> [Exercise objective]:
Restate the listing that follows word for word, without its pictures.

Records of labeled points
◇ ◇ ◇ ◇ ◇

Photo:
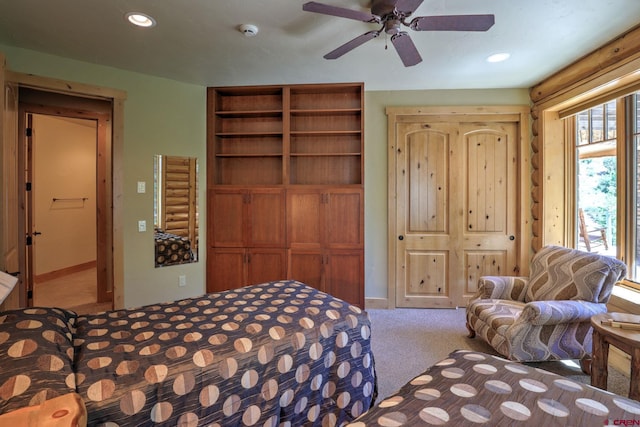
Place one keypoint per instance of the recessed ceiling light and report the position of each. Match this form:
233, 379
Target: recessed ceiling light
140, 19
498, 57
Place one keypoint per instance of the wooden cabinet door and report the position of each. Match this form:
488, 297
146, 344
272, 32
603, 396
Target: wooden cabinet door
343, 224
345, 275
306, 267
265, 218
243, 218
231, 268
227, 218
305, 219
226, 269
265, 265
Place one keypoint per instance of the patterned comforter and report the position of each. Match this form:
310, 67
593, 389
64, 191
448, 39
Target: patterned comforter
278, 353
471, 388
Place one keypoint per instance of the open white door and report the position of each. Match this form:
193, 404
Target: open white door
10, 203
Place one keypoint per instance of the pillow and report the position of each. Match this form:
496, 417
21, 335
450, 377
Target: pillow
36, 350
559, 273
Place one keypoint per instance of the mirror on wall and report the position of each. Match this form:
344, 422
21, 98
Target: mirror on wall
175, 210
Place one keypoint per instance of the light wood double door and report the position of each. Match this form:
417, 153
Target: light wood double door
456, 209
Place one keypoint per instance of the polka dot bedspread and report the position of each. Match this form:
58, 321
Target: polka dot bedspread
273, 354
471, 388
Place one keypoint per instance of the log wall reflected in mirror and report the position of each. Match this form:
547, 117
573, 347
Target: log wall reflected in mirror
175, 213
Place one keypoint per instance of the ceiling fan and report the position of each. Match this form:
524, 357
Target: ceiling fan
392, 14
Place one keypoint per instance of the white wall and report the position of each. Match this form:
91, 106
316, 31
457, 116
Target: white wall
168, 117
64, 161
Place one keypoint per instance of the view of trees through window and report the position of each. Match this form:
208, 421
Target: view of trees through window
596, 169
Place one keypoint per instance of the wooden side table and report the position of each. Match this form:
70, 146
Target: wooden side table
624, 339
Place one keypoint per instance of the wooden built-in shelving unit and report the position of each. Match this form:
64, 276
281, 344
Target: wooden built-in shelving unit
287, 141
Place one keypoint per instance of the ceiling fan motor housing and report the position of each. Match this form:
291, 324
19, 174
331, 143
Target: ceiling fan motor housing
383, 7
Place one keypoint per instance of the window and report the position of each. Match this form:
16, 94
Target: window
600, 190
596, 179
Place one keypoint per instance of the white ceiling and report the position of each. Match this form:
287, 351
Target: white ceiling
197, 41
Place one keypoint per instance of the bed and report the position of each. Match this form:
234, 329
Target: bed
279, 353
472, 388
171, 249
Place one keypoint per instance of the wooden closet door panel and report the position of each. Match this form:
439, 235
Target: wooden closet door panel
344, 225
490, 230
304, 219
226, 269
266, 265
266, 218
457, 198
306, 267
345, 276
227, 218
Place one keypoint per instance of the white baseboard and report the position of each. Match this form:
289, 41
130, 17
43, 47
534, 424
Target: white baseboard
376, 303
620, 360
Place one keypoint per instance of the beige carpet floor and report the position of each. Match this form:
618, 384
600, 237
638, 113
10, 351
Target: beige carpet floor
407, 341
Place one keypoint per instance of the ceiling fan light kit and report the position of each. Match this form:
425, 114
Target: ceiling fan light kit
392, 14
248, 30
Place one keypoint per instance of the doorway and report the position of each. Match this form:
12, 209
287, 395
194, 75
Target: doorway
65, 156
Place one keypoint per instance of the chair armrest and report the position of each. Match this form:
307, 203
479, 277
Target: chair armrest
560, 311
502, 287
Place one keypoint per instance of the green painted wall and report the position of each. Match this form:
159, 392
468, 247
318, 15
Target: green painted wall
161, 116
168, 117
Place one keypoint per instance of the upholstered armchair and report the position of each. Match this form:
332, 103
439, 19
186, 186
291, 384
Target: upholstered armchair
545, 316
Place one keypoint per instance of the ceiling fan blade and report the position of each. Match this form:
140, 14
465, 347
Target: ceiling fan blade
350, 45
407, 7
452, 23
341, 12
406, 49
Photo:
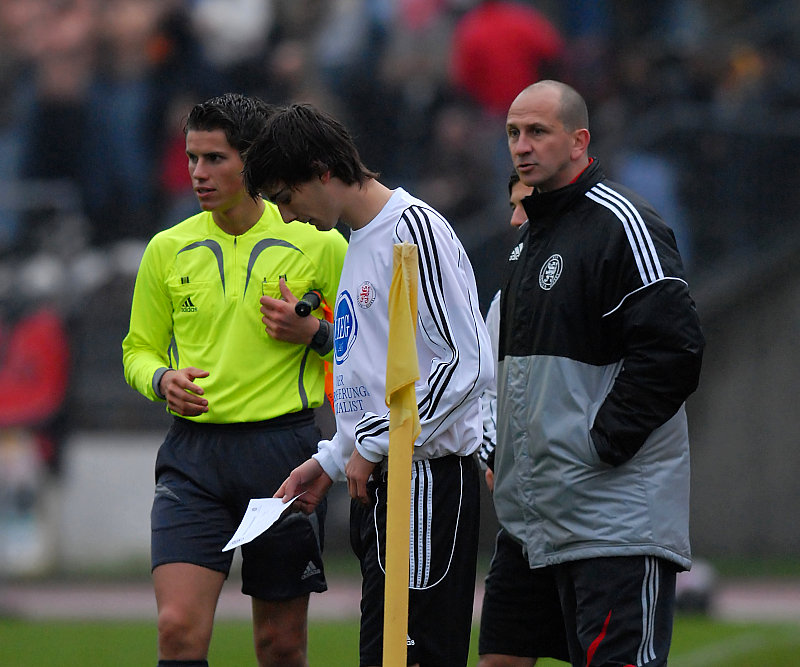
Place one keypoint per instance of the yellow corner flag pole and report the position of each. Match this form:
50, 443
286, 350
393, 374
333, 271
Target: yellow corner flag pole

◇ ◇ ◇ ◇ ◇

> [Task result]:
Photo:
Place one keypoint per instance of the recessed ceiling light and report the position of each. Match this form:
233, 379
Target: recessed ceiling light
140, 19
498, 57
Place one keypoint per instance of the wooden cabinet door and report the position of each. Match this form:
488, 297
146, 344
272, 32
603, 396
Target: wooden cabinet door
343, 224
345, 275
306, 267
265, 218
243, 218
231, 268
227, 218
305, 219
226, 269
265, 265
Place one keypoint per instance of the patterned comforter and report the position of each. Match this form:
310, 67
593, 389
64, 191
448, 39
Target: patterned comforter
278, 353
471, 388
Place one keypoint per instance of the open white door and report the position of each. Match this form:
193, 404
Target: open white door
10, 203
Place one keypoint per instance of the pillow and report the position of each. Match this form:
496, 417
21, 335
450, 377
Target: pillow
36, 350
559, 273
Place one keypoint per instance of the mirror on wall and report the position of each. Match this form:
344, 422
21, 98
Target: mirror on wall
175, 210
Place one keypoint per instance of the light wood double door and report the position of each. Match this form:
417, 153
Target: light wood double door
456, 209
Place one keypoint per instance of the polka dot bedspread and report the position of each. Match this form:
58, 321
Target: polka dot bedspread
273, 354
471, 388
Place one keypoint per instance of the log wall reflected in mirror and report the position of each. Match this form:
547, 117
573, 347
Target: log wall reflected in mirror
175, 213
Place one keypoint per instance of the ceiling fan and report the position of each. Match this form:
524, 357
Target: ceiling fan
392, 14
Place one keypoint per instance of the white wall and report the position of each. Match this form:
91, 106
316, 31
457, 116
Target: white wall
168, 117
64, 161
Place one keypoint per instance of the view of trees through window and report the position of each. Match this form:
208, 421
Target: view of trees through window
596, 169
Place one keypoint per instance of the wooden side table and report the position of each. Match this form:
70, 146
Target: wooden side table
624, 339
Place one keypoint per instance of the wooden built-in shelving unit and report the position of each. Match this form:
64, 276
281, 344
Target: wooden built-in shelving unit
287, 141
Place one keypoint per instance of the ceiling fan motor housing and report the position of each. Match this form:
291, 324
19, 174
331, 143
Target: ceiling fan motor housing
383, 7
Place one keypoint per instance of the window and report the position of each. Match this form:
16, 94
Target: window
600, 190
596, 179
Place one keypoint per instance of the white ceiling and report the position of each. Match this form:
287, 351
Target: white ceiling
197, 41
Place one keypoint per instance of the bed and report the position of each. Match this form:
234, 329
Target: bed
279, 353
472, 388
171, 249
Place one keypoint per instance of the wooden closet door panel and report the position of each. Match this form:
439, 235
Target: wooden closet door panel
344, 225
490, 230
304, 219
226, 269
266, 265
266, 218
457, 198
306, 267
345, 276
227, 218
Place one keypoint per instance of the white baseboard and report the position of each. Match this form:
289, 41
130, 17
43, 47
534, 424
Target: white baseboard
376, 303
620, 360
Place one keypoint per instance of the beige carpet floor and report the position of each. Match this form:
618, 384
600, 237
638, 113
10, 351
Target: beige carpet floor
407, 341
Place one keypoint per instance of the ceiling fan light kit and report the position of each. Match this form:
425, 114
Target: ceiling fan light kit
392, 14
248, 30
Place one keypoint per instance of the doorway and report the position of each. Match this form:
12, 209
287, 395
194, 75
Target: doorway
65, 156
Place one keypoint per instance of the chair armrest and report the position of each. Match this form:
307, 203
479, 277
Target: chair armrest
560, 311
502, 287
Place one keypoint per instance of the green painted wall and report the position of each. Match this form:
159, 392
468, 247
318, 15
Target: green painted wall
161, 116
168, 117
Place one keypoint per instance of the upholstered armchair and report the position of each. Match this form:
332, 103
439, 19
186, 186
291, 384
Target: upholstered armchair
545, 316
Place one keypoint per instance of the ceiling fan blade and report the position of each. Match this form:
140, 14
465, 347
Target: ceiling fan blade
350, 45
407, 7
452, 23
341, 12
406, 49
Photo:
Place one keypoint per instance of the yellow corner flag pole and report the position of each. Match this form:
50, 443
286, 350
393, 374
333, 271
Target: yellow corner flag pole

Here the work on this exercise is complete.